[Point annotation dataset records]
____________
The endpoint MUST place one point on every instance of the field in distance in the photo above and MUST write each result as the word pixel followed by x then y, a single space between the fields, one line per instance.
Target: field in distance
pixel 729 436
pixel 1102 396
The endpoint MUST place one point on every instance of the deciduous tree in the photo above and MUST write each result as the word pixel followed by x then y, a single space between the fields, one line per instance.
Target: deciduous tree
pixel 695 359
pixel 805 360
____________
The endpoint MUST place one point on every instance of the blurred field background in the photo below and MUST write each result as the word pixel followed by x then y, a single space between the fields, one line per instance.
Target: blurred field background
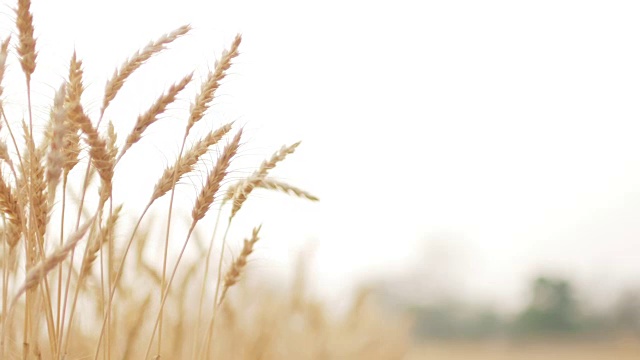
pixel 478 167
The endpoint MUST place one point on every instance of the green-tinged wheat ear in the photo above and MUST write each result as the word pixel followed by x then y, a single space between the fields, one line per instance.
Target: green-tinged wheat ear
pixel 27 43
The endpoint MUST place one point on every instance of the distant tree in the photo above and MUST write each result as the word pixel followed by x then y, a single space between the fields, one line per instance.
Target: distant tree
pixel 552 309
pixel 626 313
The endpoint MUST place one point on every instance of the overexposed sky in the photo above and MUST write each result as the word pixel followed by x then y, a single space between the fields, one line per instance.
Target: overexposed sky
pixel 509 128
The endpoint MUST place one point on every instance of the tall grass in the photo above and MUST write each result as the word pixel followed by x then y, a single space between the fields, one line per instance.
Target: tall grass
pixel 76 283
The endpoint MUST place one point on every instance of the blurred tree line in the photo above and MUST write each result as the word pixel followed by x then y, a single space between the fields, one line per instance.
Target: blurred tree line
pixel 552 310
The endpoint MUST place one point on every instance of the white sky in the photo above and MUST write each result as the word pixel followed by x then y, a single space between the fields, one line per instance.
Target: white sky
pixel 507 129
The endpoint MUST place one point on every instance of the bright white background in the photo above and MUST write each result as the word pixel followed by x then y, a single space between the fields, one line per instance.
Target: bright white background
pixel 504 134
____________
• _EXERCISE GOAL_
Rewrite the data between the lines holding "the blurred field" and "pixel 76 283", inclusive, as a Markdown table with the columns Row and Line. Put one line per row, skip blank lines, and leave the pictures out.

• _RIGHT ANSWER_
| Row | Line |
|---|---|
| 1 | The endpoint MUST place one point on every instance of the blurred field background in the photo below and MUST write each result as the word pixel followed by x then y, a single space between the fields, one line per instance. |
| 2 | Target: blurred field background |
| 3 | pixel 478 167 |
| 4 | The endpoint MUST place one point on every instance of the green-tinged wheat ear in the photo above and MUST write each result as the word pixel followed by x then y, a single space between the fields, one line per instance. |
| 5 | Target: green-tinged wheat ear |
| 6 | pixel 27 43 |
| 7 | The endpoint MUST place one point on every instance of the distant tree in the photo above and MUST write each result as the word pixel followed by x then y, a single space between the fields, one line per instance. |
| 8 | Target: distant tree |
| 9 | pixel 552 309 |
| 10 | pixel 626 313 |
| 11 | The endpoint MUST place one point on every instance of the overexposed sky in the photo above and MUST write each result as the word pixel followed by x then y, a single space between the fields, one line per instance. |
| 12 | Target: overexposed sky |
| 13 | pixel 509 128 |
| 14 | The endpoint MUST place one point on every instance of the tall grass in the photo above and MUST write each result as the word pixel followed by x then y, a single space between the fields, one line per instance. |
| 15 | Target: tall grass |
| 16 | pixel 76 283 |